● Given instruction: Lay out all of the data below as a numbered list, skipping any blank lines. Leave the pictures out of your answer.

begin

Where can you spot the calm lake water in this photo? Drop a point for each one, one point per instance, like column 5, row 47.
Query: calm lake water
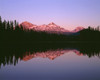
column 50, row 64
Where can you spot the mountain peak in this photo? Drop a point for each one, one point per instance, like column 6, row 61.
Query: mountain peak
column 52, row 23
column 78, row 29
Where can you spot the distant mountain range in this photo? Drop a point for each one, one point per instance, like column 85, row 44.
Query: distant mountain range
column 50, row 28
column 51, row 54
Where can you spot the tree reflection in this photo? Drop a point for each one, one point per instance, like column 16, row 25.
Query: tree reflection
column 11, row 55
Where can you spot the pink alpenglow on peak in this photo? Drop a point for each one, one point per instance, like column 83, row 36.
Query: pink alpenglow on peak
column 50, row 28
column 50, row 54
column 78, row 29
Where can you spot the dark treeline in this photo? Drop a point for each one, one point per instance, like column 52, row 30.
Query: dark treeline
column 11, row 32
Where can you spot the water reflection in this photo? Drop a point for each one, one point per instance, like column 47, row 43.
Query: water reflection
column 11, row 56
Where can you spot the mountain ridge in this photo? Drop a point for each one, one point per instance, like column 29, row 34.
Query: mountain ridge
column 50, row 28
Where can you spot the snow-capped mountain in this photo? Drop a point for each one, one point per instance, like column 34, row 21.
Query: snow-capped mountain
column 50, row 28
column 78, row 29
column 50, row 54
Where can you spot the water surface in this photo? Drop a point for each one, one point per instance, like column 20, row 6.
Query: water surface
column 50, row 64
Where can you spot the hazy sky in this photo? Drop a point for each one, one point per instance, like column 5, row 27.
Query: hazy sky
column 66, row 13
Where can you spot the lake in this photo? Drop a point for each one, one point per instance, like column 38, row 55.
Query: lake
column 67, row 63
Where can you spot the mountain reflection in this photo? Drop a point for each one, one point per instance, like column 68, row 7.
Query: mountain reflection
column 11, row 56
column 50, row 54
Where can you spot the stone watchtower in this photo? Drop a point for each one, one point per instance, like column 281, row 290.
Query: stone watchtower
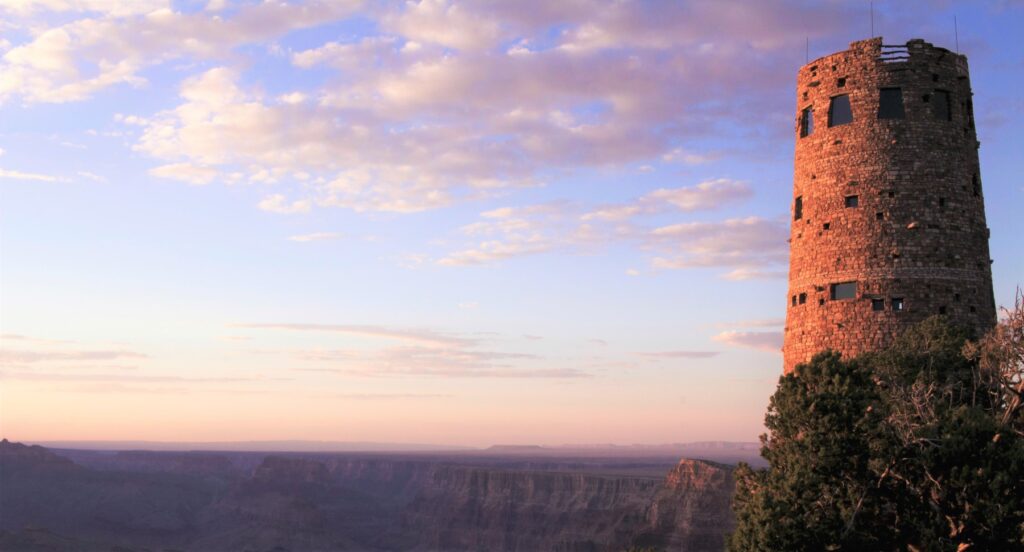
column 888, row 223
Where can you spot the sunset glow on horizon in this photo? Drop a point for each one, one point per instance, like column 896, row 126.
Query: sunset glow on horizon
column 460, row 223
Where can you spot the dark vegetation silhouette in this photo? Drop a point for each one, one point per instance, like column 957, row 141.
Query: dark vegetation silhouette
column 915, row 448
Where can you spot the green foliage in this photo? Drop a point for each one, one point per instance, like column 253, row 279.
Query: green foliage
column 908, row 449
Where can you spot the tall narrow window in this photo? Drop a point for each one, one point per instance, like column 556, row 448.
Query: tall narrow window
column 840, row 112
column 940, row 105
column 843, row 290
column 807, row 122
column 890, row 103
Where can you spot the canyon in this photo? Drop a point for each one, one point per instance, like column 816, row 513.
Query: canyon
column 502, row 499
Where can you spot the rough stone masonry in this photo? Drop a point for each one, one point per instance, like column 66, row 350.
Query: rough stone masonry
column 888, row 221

end

● Correct answer:
1. Where can you spot the calm lake water in this photo? Drop a point for each one, one point per instance, like column 5, row 47.
2. Query: calm lake water
3. column 50, row 64
4. Where can you spot the mountain peak in this photo? Drop a point for each one, one point per instance, like column 6, row 61.
5. Query: mountain peak
6. column 52, row 23
7. column 78, row 29
8. Where can you spot the distant mountain range in this photo? Drop a point for each one, one point per instance, like column 85, row 44.
9. Query: distant mountain range
10. column 50, row 28
11. column 51, row 54
12. Where can you spot the tree reflection in this photo? Drop a point for each one, one point per instance, like column 16, row 25.
13. Query: tree reflection
14. column 11, row 55
15. Where can you spot the pink alpenglow on peak in this photo? Drop a point for each one, one point per instance, like column 83, row 36.
16. Query: pink alpenglow on peak
17. column 50, row 28
18. column 50, row 54
19. column 78, row 29
20. Where can you spot the dark treeline in this photo? Drop a point for each one, one point per instance, like column 52, row 30.
21. Query: dark treeline
22. column 11, row 32
23. Where can you spot the water reflection in this photo? Drop a point for each one, one point per instance, like column 47, row 43.
24. Query: water reflection
25. column 11, row 56
26. Where can you spot the mountain ridge in this photo? Drop a point for each one, one point per instance, like column 29, row 34.
27. Query: mountain ridge
28. column 50, row 28
29. Where can you spot the snow-capped mountain in this photo? Drop a point for each one, one point per instance, like column 34, row 21.
30. Query: snow-capped mountain
31. column 50, row 28
32. column 78, row 29
33. column 50, row 54
34. Where can you spot the water surface in this photo? Drop a point for each one, one point per instance, like column 20, row 6.
35. Query: water surface
36. column 50, row 64
37. Where can you spot the hazy sky in this photo? Drop a point for each one, one point per instance, like column 5, row 27.
38. Query: hazy sky
39. column 66, row 13
40. Where can you spot the lake in this photo? Drop a point for each one, one point per instance, like column 38, row 55.
41. Query: lake
42. column 67, row 63
43. Where can you spot the mountain reflection in this photo? Drop a point for each one, one point per instance, like column 68, row 7.
44. Query: mountain reflection
45. column 11, row 56
46. column 50, row 54
47. Where can you spot the stone watchtower in this photo? Drop a point for each one, one point per instance, like column 281, row 290.
48. Query: stone watchtower
49. column 888, row 223
50. Where can you spot the sunset glow on horizon in this photo? Drop a point for each one, one point per instance, like column 896, row 126.
51. Query: sunset glow on horizon
52. column 460, row 223
53. Where can you spot the dark vegetation silhouette in this photo? Drop a point for each one, one point per instance, like column 957, row 141.
54. Query: dark vegetation silhouette
55. column 915, row 448
56. Where can you spot the green foliage in this photo? Drop a point for each one, one point per instance, like column 253, row 279.
57. Query: green foliage
58. column 908, row 449
59. Where can you spot the tall narrow window in this photo? Drop a point for each one, one point per instance, like column 556, row 448.
60. Query: tall narrow window
61. column 840, row 112
62. column 940, row 105
63. column 843, row 290
64. column 807, row 122
65. column 890, row 103
66. Where can you spot the canyon in this photo? Drop a point for each one, one point per instance, like column 816, row 513.
67. Query: canyon
68. column 502, row 499
69. Where can you spot the rough stone masonry in this photo? Drop a point for each one, one point per instance, like column 66, row 350.
70. Query: rough stone masonry
71. column 888, row 221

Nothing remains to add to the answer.